Job - How many lines of the data below contain the word "feather"? Tally them and reply with the number alone.

[Entries from a point-annotation set]

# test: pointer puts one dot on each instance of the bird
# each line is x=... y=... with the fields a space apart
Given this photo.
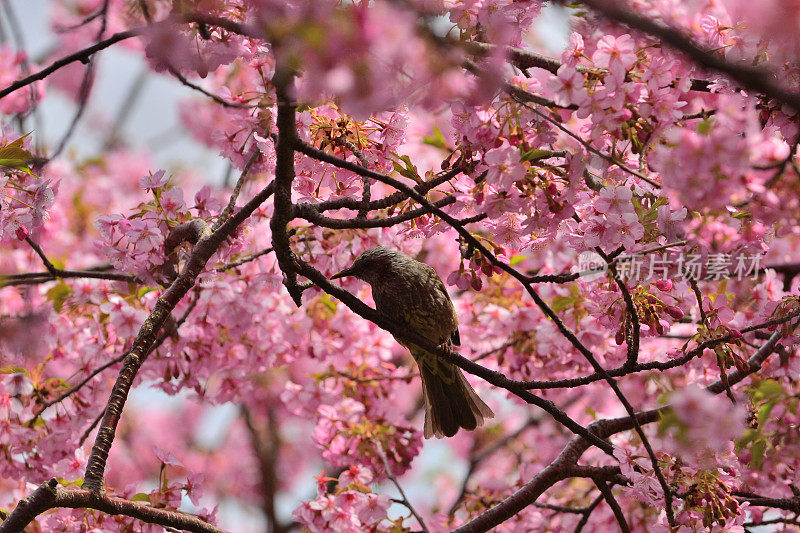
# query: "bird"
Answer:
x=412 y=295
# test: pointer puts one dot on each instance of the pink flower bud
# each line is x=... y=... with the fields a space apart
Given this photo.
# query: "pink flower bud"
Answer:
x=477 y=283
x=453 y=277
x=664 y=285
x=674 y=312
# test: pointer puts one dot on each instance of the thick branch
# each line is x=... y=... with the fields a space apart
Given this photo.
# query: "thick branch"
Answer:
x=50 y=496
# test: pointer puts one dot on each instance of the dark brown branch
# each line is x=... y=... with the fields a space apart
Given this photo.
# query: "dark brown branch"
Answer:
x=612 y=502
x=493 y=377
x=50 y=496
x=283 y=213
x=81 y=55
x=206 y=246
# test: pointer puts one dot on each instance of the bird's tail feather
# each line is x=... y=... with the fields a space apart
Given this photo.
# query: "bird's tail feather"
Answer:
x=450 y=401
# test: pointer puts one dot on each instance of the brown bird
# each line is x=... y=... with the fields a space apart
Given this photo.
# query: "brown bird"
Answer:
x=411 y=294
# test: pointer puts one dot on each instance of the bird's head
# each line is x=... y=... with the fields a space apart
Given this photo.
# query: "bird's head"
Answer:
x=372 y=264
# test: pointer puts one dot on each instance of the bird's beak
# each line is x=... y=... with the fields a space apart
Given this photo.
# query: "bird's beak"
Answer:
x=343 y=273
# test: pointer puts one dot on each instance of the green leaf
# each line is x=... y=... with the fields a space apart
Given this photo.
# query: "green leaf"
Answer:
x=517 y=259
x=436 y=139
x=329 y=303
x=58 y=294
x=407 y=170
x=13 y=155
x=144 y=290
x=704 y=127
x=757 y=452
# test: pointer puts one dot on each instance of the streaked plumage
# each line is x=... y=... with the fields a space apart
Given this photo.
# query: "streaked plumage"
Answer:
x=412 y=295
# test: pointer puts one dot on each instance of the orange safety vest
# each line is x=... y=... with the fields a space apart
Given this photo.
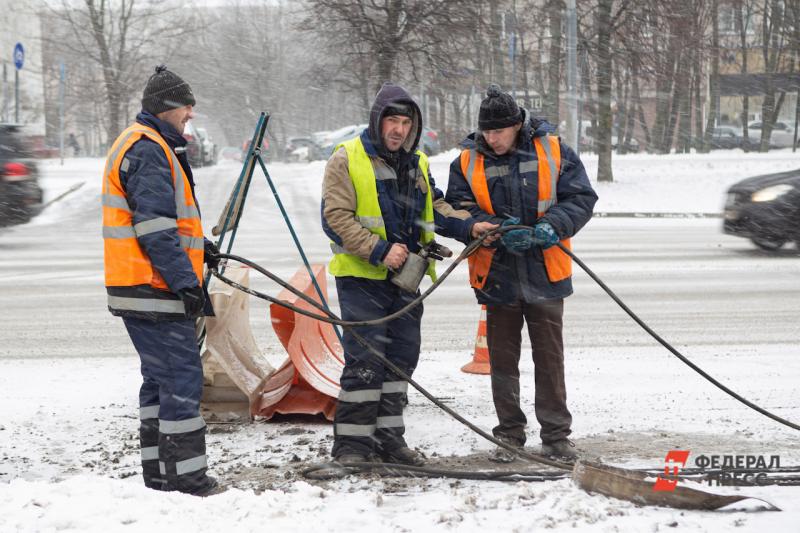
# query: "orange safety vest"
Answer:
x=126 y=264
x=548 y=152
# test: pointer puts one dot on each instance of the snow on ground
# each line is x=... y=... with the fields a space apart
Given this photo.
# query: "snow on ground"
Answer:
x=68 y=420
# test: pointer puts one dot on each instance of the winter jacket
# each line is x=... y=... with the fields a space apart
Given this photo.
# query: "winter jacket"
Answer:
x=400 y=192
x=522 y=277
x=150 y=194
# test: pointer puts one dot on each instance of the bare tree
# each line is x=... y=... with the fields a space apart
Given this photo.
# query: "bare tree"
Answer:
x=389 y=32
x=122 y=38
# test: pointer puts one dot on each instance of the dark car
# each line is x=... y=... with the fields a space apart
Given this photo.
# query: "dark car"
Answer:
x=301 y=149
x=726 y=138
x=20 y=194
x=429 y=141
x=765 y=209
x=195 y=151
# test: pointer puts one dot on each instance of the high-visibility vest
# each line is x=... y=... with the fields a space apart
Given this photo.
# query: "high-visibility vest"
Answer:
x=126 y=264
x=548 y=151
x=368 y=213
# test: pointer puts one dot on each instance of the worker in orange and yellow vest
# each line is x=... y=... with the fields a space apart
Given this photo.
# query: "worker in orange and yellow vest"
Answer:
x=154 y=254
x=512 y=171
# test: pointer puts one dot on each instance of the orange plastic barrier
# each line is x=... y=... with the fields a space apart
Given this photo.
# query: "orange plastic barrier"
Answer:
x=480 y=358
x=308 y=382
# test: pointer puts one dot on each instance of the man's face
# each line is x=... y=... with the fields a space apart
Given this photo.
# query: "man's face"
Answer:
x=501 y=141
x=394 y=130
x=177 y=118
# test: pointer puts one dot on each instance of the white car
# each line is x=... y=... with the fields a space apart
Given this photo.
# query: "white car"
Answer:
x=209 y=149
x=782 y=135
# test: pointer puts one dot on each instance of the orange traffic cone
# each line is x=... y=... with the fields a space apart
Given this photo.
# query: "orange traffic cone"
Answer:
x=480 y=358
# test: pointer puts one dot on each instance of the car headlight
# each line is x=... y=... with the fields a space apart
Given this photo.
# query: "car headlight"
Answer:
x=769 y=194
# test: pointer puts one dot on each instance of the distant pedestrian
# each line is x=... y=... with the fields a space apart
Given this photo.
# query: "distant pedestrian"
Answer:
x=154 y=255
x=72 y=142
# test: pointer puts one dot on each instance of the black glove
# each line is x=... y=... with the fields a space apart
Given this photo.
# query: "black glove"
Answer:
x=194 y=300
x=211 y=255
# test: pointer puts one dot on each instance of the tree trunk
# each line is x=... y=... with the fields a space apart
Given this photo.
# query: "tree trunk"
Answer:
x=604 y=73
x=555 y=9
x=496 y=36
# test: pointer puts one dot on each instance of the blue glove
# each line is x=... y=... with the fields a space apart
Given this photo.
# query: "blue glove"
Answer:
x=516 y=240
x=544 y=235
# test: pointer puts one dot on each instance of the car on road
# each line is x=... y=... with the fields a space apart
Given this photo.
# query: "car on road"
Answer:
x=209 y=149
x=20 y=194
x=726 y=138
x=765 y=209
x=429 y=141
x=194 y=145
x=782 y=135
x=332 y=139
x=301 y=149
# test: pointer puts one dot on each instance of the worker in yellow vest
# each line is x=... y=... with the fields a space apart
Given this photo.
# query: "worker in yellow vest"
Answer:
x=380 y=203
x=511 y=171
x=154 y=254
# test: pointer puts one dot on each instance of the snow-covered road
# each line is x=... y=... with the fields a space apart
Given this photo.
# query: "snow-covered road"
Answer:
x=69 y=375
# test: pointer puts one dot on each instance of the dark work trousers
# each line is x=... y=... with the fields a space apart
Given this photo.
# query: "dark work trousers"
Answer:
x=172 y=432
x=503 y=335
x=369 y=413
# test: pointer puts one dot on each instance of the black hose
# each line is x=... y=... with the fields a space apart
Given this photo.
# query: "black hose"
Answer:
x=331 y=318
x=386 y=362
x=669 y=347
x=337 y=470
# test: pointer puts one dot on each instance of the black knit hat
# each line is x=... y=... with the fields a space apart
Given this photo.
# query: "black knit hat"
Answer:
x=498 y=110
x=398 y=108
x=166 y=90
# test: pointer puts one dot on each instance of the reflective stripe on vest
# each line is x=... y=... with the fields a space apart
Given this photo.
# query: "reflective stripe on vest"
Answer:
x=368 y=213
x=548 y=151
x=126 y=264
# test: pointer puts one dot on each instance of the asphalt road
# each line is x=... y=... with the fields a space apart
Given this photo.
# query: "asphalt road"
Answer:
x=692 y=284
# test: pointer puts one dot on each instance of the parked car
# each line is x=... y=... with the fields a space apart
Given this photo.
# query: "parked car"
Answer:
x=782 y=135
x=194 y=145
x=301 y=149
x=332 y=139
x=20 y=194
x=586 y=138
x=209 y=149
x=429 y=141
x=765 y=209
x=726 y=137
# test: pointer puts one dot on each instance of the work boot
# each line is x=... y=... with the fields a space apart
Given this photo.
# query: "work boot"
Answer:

...

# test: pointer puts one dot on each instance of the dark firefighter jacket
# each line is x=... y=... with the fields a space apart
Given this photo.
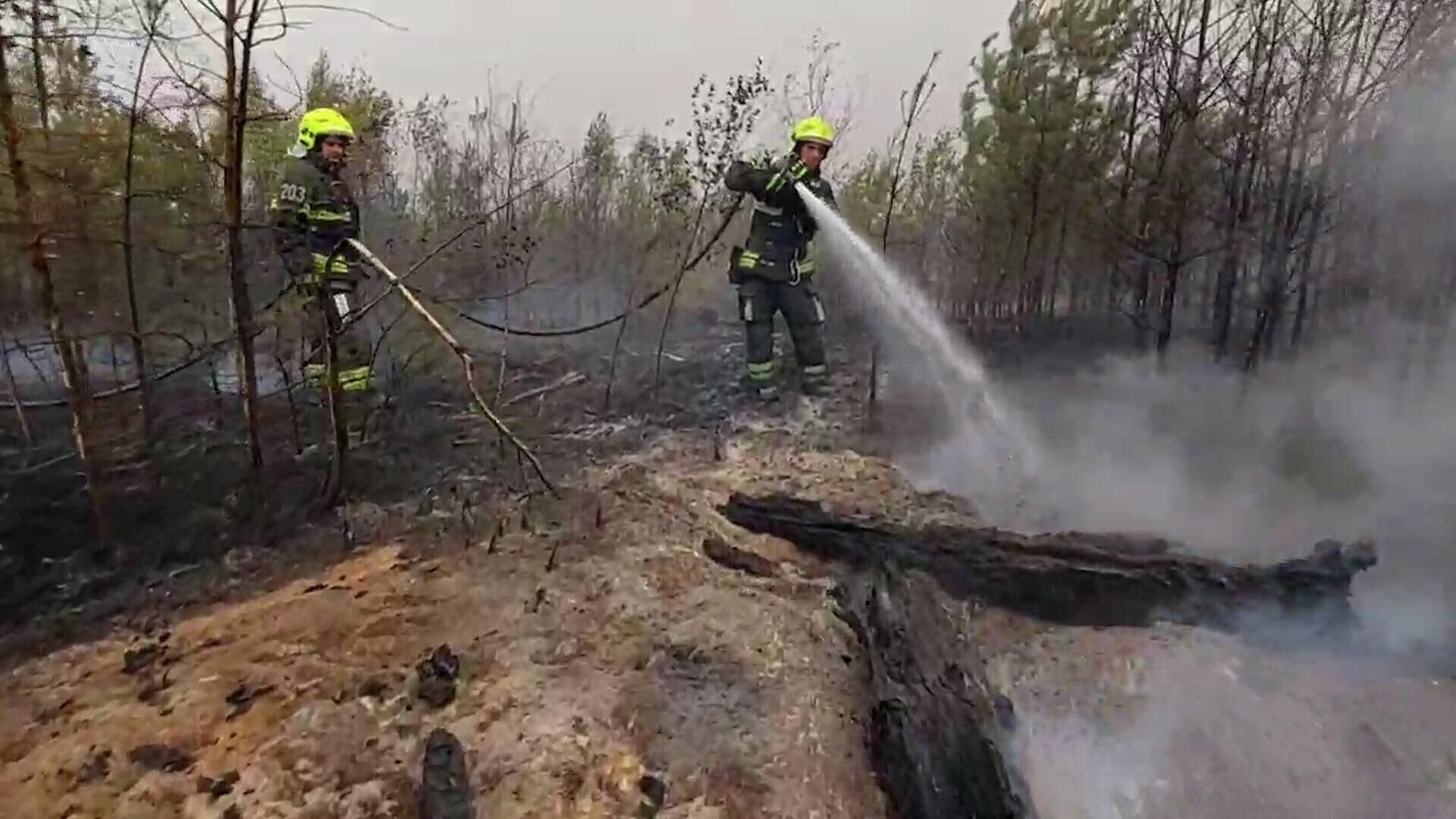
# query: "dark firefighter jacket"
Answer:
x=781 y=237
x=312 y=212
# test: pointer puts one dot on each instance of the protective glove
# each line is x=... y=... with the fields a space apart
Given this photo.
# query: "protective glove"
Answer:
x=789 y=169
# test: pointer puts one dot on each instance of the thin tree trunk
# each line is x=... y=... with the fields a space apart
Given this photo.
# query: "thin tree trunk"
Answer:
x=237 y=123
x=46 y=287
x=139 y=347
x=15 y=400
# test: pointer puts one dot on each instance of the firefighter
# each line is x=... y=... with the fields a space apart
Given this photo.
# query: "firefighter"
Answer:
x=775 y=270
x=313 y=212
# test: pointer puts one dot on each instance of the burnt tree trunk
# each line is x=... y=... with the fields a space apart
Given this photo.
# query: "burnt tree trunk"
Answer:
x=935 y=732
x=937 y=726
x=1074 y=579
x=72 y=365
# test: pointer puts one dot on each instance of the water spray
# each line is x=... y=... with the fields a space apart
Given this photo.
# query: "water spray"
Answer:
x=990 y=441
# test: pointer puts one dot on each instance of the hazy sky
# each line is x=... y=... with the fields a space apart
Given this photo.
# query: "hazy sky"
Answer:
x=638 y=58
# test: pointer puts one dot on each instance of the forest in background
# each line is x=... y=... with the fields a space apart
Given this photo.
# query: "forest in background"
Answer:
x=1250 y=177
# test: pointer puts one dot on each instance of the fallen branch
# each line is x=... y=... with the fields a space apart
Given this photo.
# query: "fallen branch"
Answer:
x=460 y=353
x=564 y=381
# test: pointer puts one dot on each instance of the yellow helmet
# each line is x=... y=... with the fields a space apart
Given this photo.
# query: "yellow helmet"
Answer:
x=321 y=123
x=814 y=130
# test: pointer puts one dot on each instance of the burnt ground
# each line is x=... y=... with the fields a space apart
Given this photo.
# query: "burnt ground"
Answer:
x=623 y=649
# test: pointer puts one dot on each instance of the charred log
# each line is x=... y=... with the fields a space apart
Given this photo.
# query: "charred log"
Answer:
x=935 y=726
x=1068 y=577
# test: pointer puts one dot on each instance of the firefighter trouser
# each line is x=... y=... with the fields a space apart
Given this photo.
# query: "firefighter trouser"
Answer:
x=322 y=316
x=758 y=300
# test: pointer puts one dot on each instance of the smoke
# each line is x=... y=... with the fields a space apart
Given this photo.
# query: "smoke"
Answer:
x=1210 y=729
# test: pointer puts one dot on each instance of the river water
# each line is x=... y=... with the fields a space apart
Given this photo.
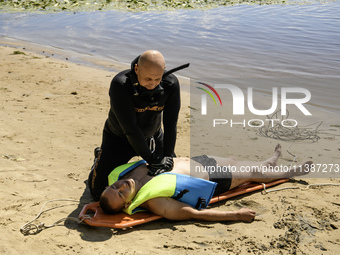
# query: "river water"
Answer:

Answer to the problem - 2